Saved entries:
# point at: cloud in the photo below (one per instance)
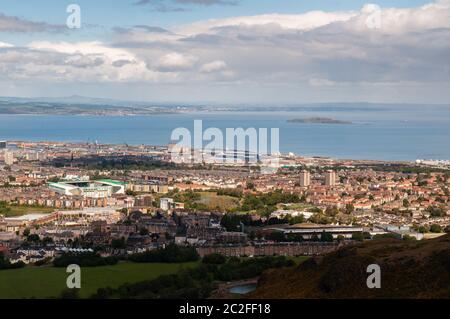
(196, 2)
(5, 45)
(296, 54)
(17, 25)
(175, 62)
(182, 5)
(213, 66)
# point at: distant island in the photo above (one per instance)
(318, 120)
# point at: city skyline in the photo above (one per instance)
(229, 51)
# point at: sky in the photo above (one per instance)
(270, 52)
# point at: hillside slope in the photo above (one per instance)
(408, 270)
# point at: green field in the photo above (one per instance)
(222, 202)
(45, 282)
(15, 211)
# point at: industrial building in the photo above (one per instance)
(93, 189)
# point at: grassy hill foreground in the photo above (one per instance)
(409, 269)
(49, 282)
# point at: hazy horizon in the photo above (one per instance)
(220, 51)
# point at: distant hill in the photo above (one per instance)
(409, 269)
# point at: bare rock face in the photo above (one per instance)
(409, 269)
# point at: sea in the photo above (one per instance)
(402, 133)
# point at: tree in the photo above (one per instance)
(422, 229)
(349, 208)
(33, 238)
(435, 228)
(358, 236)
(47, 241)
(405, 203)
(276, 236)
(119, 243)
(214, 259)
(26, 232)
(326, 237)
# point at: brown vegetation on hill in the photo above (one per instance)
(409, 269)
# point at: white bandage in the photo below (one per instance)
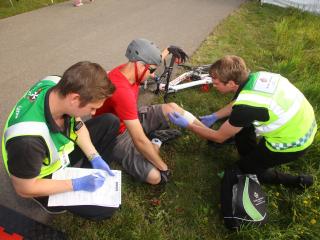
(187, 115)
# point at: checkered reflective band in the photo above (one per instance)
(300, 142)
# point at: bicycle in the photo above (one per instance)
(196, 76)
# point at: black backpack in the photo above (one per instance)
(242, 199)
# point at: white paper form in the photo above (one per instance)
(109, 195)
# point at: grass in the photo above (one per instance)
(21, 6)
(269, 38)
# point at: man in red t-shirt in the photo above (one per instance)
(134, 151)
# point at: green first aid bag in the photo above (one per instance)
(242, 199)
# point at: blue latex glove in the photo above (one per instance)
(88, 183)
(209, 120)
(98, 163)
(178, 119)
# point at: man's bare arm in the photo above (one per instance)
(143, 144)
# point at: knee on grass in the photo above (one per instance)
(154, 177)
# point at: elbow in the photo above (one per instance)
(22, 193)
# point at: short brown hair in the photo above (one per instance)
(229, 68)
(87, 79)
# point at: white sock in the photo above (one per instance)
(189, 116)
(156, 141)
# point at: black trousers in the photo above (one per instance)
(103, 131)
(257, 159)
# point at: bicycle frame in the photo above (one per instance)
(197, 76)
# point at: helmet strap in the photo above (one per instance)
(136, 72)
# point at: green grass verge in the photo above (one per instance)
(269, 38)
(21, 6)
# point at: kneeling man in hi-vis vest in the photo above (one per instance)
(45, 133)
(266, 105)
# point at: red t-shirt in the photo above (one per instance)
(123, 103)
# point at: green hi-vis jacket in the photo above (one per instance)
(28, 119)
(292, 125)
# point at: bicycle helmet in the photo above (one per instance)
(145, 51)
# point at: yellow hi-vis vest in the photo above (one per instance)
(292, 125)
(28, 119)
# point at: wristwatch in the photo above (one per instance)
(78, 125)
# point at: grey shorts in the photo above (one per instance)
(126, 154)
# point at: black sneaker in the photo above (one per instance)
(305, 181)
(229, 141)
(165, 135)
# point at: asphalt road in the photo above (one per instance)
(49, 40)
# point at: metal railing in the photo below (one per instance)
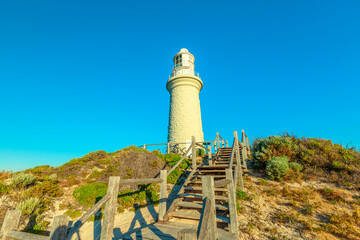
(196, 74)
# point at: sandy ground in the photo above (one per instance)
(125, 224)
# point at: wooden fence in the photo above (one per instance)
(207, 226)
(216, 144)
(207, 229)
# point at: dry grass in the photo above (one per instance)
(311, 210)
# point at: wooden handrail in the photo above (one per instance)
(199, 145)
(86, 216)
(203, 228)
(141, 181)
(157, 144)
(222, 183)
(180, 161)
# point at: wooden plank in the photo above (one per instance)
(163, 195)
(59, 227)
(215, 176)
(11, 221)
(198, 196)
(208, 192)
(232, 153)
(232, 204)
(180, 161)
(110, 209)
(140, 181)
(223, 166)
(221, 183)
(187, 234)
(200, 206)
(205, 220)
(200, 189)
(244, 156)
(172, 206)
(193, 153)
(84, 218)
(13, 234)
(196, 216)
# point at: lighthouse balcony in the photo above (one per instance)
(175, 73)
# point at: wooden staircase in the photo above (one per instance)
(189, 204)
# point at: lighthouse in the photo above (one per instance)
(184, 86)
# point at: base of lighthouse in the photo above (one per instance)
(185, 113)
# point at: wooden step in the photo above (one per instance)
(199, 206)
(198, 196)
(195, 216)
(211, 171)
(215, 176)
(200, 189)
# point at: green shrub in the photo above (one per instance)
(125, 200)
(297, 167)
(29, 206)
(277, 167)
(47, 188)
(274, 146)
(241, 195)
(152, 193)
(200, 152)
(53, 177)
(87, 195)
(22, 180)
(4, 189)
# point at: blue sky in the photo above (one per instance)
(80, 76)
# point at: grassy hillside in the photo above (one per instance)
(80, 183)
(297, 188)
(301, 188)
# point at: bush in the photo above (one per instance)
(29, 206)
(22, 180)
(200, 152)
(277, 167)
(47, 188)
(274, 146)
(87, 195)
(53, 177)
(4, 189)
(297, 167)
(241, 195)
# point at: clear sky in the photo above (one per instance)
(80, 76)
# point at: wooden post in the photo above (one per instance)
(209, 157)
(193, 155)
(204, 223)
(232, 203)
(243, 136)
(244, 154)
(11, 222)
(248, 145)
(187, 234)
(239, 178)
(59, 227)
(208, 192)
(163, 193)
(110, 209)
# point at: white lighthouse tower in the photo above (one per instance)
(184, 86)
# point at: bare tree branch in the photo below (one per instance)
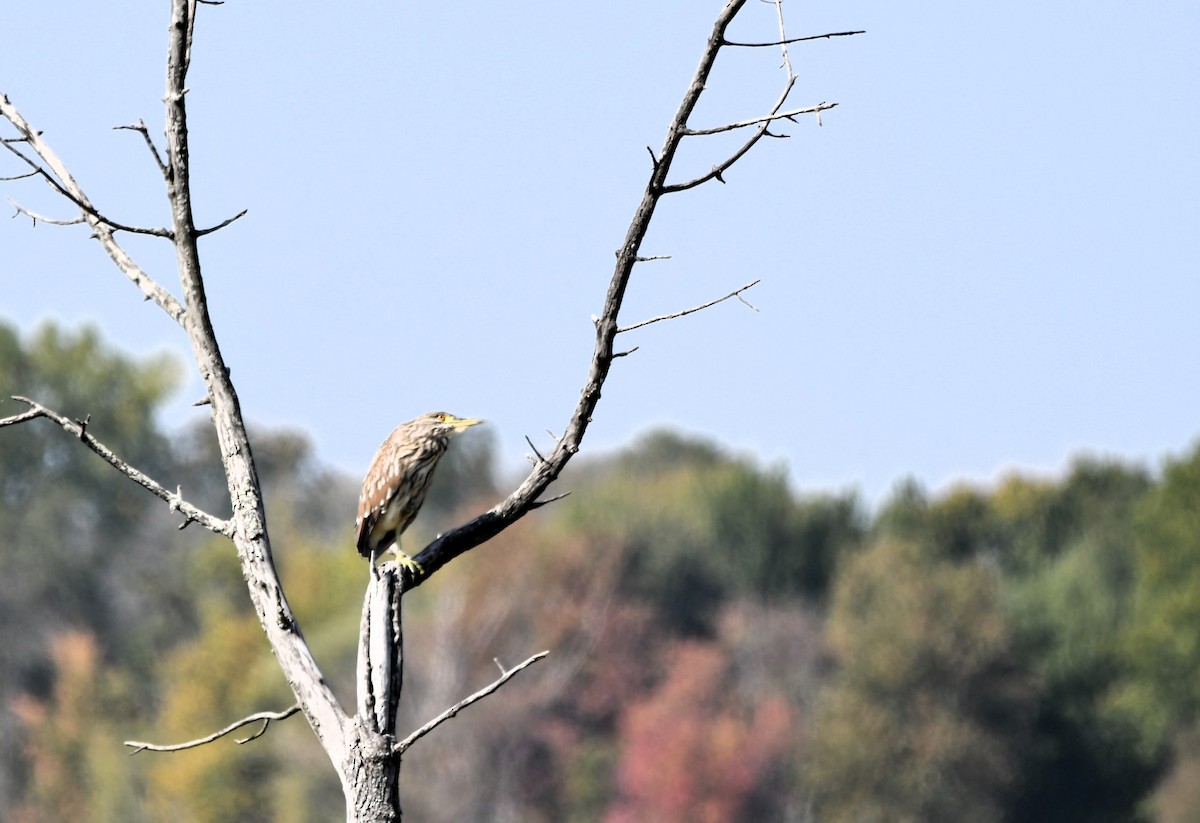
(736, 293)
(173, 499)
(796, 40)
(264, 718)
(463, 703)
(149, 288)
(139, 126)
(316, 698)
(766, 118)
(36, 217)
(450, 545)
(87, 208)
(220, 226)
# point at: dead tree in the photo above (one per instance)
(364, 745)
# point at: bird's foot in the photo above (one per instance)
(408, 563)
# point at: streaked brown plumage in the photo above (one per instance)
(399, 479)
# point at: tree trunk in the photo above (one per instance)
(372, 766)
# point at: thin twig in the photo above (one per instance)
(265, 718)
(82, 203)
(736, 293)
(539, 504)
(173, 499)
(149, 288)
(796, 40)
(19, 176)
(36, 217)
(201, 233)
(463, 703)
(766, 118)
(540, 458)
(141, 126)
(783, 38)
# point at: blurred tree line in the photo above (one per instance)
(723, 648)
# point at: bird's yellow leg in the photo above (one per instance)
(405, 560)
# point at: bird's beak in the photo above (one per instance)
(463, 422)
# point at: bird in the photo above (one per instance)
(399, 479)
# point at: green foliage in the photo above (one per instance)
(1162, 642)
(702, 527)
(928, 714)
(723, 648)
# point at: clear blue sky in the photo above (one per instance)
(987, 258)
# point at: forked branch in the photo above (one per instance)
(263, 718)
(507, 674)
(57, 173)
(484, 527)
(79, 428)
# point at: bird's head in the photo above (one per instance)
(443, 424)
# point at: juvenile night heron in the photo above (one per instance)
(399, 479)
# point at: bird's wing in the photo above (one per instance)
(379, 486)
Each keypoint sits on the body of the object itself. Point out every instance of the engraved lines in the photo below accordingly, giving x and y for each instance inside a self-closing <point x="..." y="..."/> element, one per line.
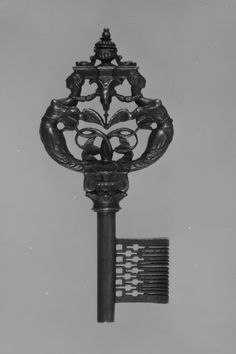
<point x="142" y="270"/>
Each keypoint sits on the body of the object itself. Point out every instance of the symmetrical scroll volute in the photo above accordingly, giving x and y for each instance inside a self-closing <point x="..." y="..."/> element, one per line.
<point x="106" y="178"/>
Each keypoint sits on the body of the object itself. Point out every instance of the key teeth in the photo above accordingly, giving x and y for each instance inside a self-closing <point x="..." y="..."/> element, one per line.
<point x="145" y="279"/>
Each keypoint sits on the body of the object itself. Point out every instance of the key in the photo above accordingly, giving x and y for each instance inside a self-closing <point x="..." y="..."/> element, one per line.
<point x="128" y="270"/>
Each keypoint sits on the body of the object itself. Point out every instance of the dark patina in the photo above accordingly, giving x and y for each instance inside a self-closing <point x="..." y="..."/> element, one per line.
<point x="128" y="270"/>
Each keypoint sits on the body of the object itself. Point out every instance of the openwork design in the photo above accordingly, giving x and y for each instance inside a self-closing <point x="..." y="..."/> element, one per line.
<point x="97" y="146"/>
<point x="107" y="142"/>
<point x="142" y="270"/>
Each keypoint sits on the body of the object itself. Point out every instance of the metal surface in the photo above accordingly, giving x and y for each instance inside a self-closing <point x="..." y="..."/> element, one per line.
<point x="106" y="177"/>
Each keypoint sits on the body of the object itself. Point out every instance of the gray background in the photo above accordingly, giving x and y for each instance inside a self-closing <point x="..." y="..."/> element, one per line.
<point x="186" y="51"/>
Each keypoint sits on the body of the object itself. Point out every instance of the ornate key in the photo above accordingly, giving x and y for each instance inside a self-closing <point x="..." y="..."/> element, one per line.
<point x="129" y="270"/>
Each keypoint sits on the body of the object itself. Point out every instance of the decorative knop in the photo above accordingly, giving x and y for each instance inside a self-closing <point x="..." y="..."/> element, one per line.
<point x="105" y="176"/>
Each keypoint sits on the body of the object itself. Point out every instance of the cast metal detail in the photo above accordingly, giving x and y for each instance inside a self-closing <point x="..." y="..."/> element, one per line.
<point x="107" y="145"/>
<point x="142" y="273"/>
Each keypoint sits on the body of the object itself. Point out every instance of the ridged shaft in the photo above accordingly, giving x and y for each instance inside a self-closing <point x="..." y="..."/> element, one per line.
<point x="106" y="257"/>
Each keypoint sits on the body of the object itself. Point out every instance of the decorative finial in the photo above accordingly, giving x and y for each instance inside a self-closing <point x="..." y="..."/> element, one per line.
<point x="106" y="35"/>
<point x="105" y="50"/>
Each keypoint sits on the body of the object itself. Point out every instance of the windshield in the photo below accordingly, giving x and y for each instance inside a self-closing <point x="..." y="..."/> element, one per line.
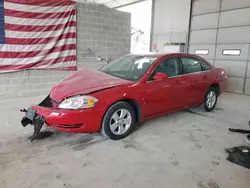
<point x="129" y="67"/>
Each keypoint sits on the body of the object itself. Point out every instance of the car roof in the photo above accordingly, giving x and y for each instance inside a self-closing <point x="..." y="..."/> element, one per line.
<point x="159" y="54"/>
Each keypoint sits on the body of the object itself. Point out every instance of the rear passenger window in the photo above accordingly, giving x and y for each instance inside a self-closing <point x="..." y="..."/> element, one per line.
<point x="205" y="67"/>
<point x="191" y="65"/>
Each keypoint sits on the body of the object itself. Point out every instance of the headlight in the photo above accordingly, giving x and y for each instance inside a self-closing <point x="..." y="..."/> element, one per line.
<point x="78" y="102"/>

Prompt ::
From the line containing "of the windshield" down to the last line of the entries above, set down every line exactly. Omit all pictures.

Answer to this exercise ::
Each keypoint sits on the body of the object itself. Point out every instance of the windshield in the photo below accordingly, giving x and y for each instance inside a self-closing <point x="..." y="..."/> element, one per line.
<point x="129" y="67"/>
Each keypoint sits on the body of the object itself. Point out every instance of the car roof in the photo above accordingly, giving x and y for each instance inside a self-closing <point x="..." y="..."/> element, one per line.
<point x="159" y="54"/>
Each keypoint sits on the body of the object itself. Point out every instance of the rear passenger window in the photo above accordingly, giving x and y for each instance inside a self-closing <point x="..." y="..."/> element, one per line.
<point x="205" y="67"/>
<point x="191" y="65"/>
Each keypoint sits on the body of the object itself. Point out every instance of the headlight in the photo above accordingly, giving x and y for each instance inside a self-closing <point x="..." y="..."/> element, one per line.
<point x="78" y="102"/>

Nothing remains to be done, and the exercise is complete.